* To do
Copy out every one of the rows below with "Trace" changed to "Outline" throughout and nothing else altered. Omit the pictures.

----------

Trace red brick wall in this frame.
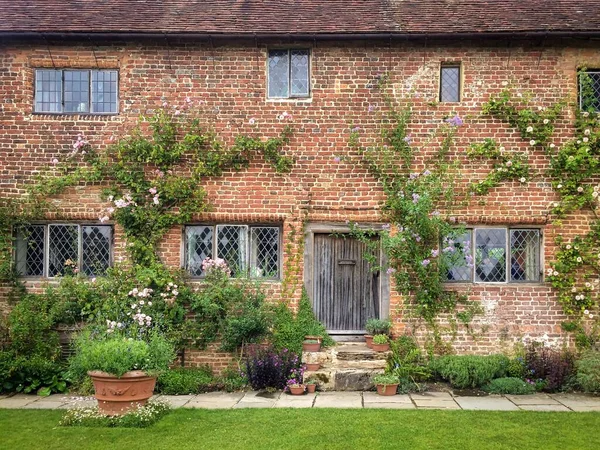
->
[0,37,600,362]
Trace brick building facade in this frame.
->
[0,2,600,365]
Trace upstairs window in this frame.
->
[185,225,281,279]
[268,50,310,98]
[441,228,541,283]
[579,69,600,111]
[440,64,460,103]
[34,69,118,114]
[16,224,112,277]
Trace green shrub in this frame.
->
[431,355,509,389]
[156,367,215,395]
[483,377,536,395]
[576,350,600,392]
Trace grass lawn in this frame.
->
[0,409,600,450]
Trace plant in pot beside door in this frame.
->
[365,319,392,348]
[70,321,175,416]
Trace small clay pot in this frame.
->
[372,342,390,352]
[288,384,304,395]
[377,384,398,396]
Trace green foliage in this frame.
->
[576,350,600,392]
[156,367,215,395]
[365,318,392,335]
[272,288,335,354]
[482,377,536,395]
[70,330,175,377]
[431,355,509,389]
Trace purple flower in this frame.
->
[446,114,463,127]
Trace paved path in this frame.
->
[0,391,600,411]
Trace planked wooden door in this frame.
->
[313,234,380,334]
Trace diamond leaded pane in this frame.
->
[579,70,600,111]
[185,225,214,277]
[81,226,112,276]
[250,227,279,278]
[475,228,506,283]
[48,225,79,277]
[441,231,473,281]
[63,70,90,112]
[16,225,45,277]
[35,69,62,112]
[510,230,540,282]
[290,50,308,97]
[92,70,117,113]
[440,67,460,102]
[217,225,248,276]
[269,50,290,98]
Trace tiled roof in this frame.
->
[0,0,600,35]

----------

* Reply
Outline red brick wall in this frame.
->
[0,37,600,362]
Outline brick building facade in this frame.
->
[0,2,600,365]
Outline upstairs window in this frame.
->
[185,225,281,279]
[268,50,310,98]
[441,228,541,283]
[579,69,600,111]
[440,64,460,103]
[34,69,118,114]
[16,224,112,277]
Outline green shrub in this frame.
->
[431,355,509,389]
[156,367,215,395]
[483,377,536,395]
[576,350,600,392]
Outline grass lawn in this frame.
->
[0,409,600,450]
Outline plant in pot beside door in this frame.
->
[365,319,392,348]
[70,321,175,416]
Outline small clay pot in this frame.
->
[372,342,390,352]
[288,384,304,395]
[377,384,398,396]
Outline green foliage in this frame.
->
[576,350,600,392]
[156,367,215,395]
[365,318,392,335]
[272,288,335,354]
[482,377,536,395]
[70,330,175,377]
[431,355,509,389]
Outline purple flower in this frame.
->
[446,114,463,127]
Outline paved path in this frame.
->
[0,391,600,411]
Outline planked wooden door in this frame.
->
[313,234,380,334]
Outline diamond leaded pane in this frame.
->
[579,70,600,111]
[185,225,214,277]
[81,226,112,276]
[250,227,279,278]
[475,228,506,283]
[48,225,79,277]
[441,231,473,281]
[63,70,90,112]
[16,225,45,277]
[35,69,62,112]
[510,230,540,282]
[290,50,308,97]
[92,70,117,113]
[440,67,460,102]
[217,225,248,276]
[269,50,290,98]
Outline tiled roof in this frame.
->
[0,0,600,35]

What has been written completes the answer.